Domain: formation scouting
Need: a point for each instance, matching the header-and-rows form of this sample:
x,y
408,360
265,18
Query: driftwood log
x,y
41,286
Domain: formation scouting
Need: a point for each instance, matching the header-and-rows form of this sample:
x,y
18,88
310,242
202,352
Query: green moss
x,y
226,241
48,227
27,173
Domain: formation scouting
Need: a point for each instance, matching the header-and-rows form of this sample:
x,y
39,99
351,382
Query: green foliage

- WORK TO BE COMPLETED: Scale the point coordinates in the answers throughout the material above by 1.55, rounding each to the nearest whole number with halves going up. Write out all of the material again, requests included, and leave the numbers in the requests and their format samples unchanged.

- EXERCISE ANSWER:
Domain: formation scouting
Need: a point for each instance, matching the header-and-rows form of this sample:
x,y
408,360
265,18
Query: driftwood log
x,y
64,443
Domain: formation scouting
Need: a point for each instance, matching the header-and-rows form of this sample:
x,y
18,88
310,242
202,352
Query: green moss
x,y
350,374
74,352
42,268
Domain: formation scouting
Need: a point for each instance, matching the header-and-rows form of this sample:
x,y
39,99
351,382
Query: green foliage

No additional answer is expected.